- [TEXTO DO EXERCÍCIO]:

Sociedade de Pesquisa em Vida Selvagem e Educação Ambiental – SPVS

O Mar Sem Fim conversou com Clóvis Borges, formado em Medicina Veterinária, com mestrado em Zoologia, e diretor da Sociedade de Pesquisa em Vida Selvagem e Educação Ambiental SPVS, uma ONG do Paraná com 40 anos de bons serviços prestados.

Para Clóvis, ‘São Paulo refugou da ideia no Lagamar. Entretanto, o Governo do Paraná com seu Projeto de Lei vai gerar um enorme enfraquecimento do licenciamento, inclusive tirando o Ibama de processos que hoje ele é obrigado a dar parecer. Isso mostra as intenções do governo. A intenção é licenciar sem ter muito problema’.

‘A questão do crivo, do norteamento técnico, da isenção para poder dizer não, não faz parte das políticas daqui. No entanto, João, acho que o tema deu uma esfriada. Mas há um documento da Justiça que mostra que as comunidades, especialmente o grupo MOPEAR – Movimento dos Pescadores Artesanais do Litoral do Paraná – age com duas frentes. Pede apoio, socorro para todos que moram na região porque o Canal do Varadouro será aprofundado, vão invadir nossa região’. 

‘Contudo, na hora de ajudar o ICMBio e referendar o Plano de Manejo do Parque Nacional do Superagui, feito com consulta popular, de forma séria e consistente, eles fazem óbices. Querem voltar a discutir o Plano de Manejo. Este é outro assunto, mas serve para mostrar a complexidade de somar forças. Como é difícil juntar instituições em cima de objetivos comuns se elas às vezes se comportam de forma positiva de um lado, mas por trás continuam a criar hostilidades e demonstrar desacordos, inclusive com a existência do Parque Nacional’.

Infelizmente, Clóvis tem toda a razão. Muitas vezes são as próprias instituições as criadoras de problemas, elas pensam mais em seus objetivos imediatos, que nas relevantes questões ambientais.

- [ITENS EXTRAÍDOS]:
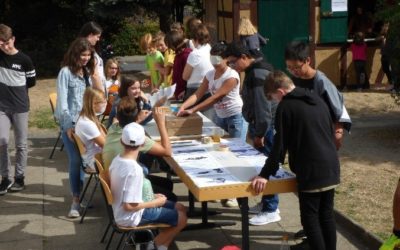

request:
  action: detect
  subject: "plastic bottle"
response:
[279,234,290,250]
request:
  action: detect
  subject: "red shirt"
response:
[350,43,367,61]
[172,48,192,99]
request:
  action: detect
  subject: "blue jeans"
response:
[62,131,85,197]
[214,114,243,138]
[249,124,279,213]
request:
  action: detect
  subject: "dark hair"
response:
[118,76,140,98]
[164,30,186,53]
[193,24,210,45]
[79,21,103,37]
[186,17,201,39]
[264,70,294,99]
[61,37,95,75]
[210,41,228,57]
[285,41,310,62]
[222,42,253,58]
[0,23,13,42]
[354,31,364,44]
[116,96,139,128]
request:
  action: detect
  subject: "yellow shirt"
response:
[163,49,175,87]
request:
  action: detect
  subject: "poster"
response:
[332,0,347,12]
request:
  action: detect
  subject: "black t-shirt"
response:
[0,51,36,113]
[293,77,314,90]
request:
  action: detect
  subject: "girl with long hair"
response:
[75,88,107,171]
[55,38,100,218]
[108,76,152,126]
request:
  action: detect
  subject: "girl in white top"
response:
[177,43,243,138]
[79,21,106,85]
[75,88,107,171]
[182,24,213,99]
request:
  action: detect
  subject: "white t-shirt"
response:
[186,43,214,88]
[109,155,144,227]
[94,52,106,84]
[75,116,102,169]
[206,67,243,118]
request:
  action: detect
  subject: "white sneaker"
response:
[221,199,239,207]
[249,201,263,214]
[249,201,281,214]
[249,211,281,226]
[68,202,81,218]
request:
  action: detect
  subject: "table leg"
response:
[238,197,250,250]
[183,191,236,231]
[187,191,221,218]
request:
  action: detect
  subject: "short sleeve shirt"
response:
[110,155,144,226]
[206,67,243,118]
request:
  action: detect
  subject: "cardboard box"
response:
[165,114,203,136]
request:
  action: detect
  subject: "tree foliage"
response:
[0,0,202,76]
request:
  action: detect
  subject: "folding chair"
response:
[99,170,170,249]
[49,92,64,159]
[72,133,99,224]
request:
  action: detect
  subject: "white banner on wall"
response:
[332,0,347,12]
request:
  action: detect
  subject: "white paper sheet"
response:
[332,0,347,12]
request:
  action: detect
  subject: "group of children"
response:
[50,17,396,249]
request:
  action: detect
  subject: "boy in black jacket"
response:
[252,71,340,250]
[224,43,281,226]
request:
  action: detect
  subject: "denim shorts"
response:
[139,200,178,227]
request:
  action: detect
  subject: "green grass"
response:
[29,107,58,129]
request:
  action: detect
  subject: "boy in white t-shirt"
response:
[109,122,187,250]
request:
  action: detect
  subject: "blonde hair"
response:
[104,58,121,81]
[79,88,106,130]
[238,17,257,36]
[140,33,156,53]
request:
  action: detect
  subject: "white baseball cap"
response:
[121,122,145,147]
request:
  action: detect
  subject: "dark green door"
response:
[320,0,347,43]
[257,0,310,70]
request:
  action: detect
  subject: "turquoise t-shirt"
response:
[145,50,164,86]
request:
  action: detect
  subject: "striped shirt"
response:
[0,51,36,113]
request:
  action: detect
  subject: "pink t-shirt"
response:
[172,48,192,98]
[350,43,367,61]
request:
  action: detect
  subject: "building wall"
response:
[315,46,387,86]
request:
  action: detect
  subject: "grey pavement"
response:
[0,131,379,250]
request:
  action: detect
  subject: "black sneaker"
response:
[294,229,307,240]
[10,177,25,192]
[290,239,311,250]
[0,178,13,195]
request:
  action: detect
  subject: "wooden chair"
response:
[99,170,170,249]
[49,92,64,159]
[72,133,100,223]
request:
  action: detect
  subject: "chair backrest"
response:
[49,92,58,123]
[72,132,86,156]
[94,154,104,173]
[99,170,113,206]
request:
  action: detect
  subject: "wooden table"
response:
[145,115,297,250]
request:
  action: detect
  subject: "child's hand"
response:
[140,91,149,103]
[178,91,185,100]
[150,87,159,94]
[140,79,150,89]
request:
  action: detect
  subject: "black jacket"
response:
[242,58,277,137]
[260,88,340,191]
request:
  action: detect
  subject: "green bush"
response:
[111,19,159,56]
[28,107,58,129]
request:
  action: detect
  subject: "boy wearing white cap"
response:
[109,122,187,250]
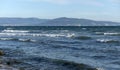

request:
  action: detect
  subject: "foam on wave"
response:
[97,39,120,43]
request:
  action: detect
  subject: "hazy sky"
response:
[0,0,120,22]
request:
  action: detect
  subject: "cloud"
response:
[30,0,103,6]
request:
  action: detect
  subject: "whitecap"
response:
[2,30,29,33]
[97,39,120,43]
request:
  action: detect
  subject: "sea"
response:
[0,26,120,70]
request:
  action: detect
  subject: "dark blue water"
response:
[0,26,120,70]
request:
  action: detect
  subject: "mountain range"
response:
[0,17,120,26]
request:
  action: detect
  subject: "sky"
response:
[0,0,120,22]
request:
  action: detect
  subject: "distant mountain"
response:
==
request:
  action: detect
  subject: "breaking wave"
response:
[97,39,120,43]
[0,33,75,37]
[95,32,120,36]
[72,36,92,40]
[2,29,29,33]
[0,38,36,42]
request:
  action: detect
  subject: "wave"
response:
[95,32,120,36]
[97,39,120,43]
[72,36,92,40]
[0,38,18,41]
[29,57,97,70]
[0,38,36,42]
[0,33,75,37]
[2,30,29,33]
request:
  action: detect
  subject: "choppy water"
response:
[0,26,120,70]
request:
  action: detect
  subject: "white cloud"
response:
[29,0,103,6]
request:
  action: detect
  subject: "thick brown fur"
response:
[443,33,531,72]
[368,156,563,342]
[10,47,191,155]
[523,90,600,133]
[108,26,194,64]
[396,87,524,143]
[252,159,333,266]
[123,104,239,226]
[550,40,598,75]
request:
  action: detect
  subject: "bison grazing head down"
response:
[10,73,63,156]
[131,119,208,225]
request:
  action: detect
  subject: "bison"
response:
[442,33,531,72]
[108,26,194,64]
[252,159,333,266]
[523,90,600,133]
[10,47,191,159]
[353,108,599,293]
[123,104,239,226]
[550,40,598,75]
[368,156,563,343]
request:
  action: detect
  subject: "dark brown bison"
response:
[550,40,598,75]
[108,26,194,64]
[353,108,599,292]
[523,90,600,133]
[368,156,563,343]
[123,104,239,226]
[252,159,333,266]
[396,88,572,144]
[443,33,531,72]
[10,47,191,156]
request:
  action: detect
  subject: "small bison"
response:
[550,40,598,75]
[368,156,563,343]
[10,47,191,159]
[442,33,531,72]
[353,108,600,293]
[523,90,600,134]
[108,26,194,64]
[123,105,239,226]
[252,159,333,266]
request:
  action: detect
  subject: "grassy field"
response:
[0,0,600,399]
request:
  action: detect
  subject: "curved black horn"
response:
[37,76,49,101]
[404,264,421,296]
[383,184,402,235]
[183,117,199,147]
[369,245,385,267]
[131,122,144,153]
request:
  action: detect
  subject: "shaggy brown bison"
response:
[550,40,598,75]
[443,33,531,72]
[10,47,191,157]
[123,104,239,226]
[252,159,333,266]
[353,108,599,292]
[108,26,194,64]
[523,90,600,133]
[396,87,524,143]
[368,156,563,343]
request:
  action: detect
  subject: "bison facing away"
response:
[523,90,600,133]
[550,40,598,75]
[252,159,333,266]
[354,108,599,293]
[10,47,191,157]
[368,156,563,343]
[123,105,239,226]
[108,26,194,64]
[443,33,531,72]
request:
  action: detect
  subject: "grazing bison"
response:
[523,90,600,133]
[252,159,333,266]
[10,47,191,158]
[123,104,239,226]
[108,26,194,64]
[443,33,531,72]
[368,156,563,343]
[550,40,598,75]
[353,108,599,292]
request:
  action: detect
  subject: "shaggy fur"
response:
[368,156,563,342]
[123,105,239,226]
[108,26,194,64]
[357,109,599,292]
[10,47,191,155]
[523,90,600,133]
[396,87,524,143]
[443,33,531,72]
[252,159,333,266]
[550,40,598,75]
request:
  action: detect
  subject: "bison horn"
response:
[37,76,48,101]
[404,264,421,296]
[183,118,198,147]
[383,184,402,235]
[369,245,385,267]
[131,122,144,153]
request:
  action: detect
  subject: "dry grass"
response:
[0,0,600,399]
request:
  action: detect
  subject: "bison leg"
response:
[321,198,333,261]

- [O QUE FAZER]:
[a] Transcreva do texto do exercício o trecho que começa em "Infelizmente, Clóvis tem" e vai até "relevantes questões ambientais.".
[b] Indique se cada afirmação concorda com o texto do exercício, respondendo sim ou não e citando as palavras do texto que decidem a questão.
(i) Clóvis Borges é formado em Medicina Veterinária.
(ii) A SPVS é uma ONG de São Paulo.
(iii) O Plano de Manejo do Parque Nacional do Superagui foi feito sem consulta popular.
[c] Responda com base no texto do exercício:
(i) Há quantos anos a SPVS presta serviços?
(ii) Segundo Clóvis, que órgão o Projeto de Lei do Governo do Paraná tiraria de processos em que hoje ele é obrigado a dar parecer?
(iii) Que canal será aprofundado, conforme o pedido de apoio das comunidades?

- [RESPOSTAS EM ORDEM]:
[a]
Infelizmente, Clóvis tem toda a razão. Muitas vezes são as próprias instituições as criadoras de problemas, elas pensam mais em seus objetivos imediatos, que nas relevantes questões ambientais.

[b]
(i) Sim: "formado em Medicina Veterinária".
(ii) Não: "uma ONG do Paraná".
(iii) Não: "feito com consulta popular".

[c]
(i) 40 anos.
(ii) O Ibama.
(iii) O Canal do Varadouro.